-- Entries supplied follows --

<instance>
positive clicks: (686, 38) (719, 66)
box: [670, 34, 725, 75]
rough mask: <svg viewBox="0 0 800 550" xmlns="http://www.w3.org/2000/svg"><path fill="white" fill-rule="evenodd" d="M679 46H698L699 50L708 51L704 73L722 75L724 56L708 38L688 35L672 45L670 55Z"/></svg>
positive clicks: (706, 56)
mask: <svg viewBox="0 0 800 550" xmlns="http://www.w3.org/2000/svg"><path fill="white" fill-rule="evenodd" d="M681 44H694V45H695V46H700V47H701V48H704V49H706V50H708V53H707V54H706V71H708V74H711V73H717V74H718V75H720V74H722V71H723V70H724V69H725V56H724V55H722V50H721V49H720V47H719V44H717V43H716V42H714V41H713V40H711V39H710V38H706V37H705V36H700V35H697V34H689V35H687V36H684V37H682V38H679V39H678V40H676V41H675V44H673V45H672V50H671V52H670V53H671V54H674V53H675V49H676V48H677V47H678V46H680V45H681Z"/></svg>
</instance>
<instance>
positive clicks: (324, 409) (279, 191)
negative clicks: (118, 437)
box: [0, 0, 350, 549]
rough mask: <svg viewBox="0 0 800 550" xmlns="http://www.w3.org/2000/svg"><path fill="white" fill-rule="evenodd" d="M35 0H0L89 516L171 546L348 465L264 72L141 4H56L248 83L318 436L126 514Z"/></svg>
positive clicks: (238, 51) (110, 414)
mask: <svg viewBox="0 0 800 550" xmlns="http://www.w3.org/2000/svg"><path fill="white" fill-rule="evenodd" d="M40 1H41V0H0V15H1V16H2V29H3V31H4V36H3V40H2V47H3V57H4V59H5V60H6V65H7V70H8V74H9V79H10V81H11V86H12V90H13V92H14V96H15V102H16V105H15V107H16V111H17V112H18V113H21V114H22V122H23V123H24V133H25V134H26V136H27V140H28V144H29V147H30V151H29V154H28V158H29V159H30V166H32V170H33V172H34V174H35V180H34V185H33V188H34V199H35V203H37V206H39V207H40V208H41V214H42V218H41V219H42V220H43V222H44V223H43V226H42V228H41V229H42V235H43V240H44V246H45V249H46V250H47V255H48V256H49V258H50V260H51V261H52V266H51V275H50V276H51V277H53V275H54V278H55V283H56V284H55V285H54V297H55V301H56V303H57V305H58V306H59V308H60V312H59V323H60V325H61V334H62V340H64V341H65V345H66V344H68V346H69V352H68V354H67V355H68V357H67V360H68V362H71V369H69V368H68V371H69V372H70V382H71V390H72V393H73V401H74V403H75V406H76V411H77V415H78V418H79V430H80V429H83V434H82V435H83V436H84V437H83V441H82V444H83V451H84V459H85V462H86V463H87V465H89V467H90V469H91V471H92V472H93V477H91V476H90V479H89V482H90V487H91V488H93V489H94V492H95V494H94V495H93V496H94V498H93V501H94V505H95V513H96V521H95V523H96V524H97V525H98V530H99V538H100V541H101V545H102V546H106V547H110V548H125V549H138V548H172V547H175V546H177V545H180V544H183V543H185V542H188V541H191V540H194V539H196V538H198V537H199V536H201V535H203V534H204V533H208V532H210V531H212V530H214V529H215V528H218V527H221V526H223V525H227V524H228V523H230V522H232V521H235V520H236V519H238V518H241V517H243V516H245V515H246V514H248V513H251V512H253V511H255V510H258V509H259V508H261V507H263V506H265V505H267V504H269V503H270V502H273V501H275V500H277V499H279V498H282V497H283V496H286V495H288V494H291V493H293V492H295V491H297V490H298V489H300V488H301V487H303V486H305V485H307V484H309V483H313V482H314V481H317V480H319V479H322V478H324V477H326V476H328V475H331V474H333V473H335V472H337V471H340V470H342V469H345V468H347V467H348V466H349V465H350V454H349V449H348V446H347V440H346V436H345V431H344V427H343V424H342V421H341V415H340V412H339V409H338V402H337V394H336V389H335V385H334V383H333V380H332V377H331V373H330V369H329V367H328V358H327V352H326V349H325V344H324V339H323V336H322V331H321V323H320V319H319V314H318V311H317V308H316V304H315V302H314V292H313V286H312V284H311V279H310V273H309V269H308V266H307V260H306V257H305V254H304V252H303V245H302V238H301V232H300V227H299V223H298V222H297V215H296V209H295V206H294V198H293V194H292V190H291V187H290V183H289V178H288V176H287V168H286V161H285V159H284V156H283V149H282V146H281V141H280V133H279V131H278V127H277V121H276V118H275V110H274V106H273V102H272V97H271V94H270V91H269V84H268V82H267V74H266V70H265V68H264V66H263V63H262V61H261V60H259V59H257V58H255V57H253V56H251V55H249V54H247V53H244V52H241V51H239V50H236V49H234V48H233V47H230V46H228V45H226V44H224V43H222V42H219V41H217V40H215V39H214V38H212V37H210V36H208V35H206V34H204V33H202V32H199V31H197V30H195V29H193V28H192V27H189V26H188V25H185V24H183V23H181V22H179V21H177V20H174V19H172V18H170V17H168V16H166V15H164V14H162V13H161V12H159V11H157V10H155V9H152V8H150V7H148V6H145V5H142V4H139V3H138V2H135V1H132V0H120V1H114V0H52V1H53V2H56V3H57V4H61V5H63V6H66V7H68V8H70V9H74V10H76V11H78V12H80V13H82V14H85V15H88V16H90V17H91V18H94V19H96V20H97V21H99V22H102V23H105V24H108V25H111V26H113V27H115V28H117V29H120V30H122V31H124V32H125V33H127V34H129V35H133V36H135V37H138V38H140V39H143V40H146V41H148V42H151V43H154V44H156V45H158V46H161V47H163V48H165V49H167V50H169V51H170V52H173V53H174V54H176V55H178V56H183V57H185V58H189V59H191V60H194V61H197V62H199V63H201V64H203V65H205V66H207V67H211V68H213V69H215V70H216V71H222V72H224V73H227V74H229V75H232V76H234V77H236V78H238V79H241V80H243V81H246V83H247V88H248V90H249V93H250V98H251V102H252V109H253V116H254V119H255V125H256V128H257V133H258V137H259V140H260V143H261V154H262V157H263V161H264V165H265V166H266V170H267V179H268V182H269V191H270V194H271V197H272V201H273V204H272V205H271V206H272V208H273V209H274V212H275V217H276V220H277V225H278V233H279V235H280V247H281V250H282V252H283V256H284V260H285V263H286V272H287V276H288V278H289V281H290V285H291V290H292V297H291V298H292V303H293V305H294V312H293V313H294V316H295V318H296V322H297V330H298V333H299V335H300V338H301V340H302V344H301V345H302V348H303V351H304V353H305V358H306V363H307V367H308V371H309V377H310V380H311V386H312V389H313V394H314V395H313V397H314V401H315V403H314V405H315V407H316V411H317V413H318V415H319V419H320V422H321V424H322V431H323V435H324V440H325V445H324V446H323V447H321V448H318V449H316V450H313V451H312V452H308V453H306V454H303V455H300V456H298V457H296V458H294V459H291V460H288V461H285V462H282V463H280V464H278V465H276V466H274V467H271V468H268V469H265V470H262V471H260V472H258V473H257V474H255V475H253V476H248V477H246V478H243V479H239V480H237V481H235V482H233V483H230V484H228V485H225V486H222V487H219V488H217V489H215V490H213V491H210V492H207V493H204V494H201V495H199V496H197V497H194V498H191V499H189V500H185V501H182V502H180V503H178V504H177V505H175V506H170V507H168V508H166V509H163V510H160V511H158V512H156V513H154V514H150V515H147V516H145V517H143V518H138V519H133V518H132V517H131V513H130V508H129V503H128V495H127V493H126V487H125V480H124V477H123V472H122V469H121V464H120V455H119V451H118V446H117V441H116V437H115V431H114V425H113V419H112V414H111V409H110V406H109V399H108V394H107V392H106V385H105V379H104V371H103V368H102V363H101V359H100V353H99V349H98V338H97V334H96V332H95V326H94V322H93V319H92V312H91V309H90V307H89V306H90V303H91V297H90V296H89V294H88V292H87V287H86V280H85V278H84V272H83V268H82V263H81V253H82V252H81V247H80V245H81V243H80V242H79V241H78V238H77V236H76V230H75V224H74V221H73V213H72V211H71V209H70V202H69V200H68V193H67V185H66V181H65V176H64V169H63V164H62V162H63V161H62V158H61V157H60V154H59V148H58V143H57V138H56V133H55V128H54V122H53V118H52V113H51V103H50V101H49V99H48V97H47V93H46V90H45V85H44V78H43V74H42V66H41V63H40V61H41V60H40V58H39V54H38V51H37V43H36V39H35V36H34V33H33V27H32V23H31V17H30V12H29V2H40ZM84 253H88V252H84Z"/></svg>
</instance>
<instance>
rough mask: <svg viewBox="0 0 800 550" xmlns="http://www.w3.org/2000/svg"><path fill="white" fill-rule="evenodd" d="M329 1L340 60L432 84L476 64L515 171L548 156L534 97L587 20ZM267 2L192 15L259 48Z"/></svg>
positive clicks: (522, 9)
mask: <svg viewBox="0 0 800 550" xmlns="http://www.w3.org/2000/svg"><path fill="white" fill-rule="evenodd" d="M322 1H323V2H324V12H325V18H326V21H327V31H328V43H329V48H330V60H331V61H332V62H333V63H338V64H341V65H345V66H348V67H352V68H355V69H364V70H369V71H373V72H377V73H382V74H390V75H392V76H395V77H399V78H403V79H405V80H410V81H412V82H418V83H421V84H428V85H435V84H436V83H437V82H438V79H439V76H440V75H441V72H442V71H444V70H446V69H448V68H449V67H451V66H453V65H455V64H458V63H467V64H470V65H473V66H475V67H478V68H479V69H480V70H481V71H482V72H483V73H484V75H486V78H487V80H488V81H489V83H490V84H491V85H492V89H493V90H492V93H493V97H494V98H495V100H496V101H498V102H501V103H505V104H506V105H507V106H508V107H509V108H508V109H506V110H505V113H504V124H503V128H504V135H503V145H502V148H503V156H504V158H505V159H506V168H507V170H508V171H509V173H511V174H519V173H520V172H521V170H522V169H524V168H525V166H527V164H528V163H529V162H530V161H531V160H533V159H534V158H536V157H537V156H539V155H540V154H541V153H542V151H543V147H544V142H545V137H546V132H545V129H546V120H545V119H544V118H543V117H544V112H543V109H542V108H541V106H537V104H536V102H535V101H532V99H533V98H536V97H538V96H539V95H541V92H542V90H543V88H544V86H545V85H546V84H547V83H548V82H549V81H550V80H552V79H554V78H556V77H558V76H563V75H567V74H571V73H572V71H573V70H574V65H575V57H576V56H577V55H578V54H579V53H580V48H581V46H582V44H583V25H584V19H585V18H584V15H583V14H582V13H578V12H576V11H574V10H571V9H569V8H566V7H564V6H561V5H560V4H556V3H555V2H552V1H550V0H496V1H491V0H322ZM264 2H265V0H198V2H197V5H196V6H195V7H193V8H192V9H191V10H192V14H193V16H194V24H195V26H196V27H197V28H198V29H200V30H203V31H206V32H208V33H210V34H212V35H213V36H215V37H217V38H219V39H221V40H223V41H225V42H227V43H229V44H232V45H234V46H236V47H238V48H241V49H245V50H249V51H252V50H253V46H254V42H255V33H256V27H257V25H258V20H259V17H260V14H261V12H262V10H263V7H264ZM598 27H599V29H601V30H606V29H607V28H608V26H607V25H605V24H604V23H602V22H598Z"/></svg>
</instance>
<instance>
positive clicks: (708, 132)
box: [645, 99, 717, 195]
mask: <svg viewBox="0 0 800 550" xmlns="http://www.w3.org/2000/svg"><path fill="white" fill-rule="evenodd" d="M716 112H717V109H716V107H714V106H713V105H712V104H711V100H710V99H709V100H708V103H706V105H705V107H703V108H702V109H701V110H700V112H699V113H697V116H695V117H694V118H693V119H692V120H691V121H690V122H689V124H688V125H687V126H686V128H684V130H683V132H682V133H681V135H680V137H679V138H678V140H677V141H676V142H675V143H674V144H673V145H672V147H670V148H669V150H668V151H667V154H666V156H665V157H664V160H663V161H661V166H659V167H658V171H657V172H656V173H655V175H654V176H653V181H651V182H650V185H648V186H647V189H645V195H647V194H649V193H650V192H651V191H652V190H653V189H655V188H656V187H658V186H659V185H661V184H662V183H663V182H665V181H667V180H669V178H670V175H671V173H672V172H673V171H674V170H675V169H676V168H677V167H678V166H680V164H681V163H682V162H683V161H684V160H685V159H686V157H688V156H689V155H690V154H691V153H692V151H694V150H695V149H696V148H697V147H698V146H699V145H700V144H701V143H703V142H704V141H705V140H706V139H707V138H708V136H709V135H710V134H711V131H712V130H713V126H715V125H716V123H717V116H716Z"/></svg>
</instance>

-- Entries supplied concluded --

■ Problem details
Rewrite the records from the first line up to and including the line with "positive clicks: (706, 56)", changing "rough mask" to "coarse mask" and keeping everything else the same.

■ Reply to the task
<instance>
positive clicks: (686, 38) (719, 66)
box: [670, 34, 725, 75]
coarse mask: <svg viewBox="0 0 800 550" xmlns="http://www.w3.org/2000/svg"><path fill="white" fill-rule="evenodd" d="M679 46H698L699 50L708 51L704 73L722 75L724 56L708 38L688 35L672 45L670 55Z"/></svg>
positive clicks: (706, 56)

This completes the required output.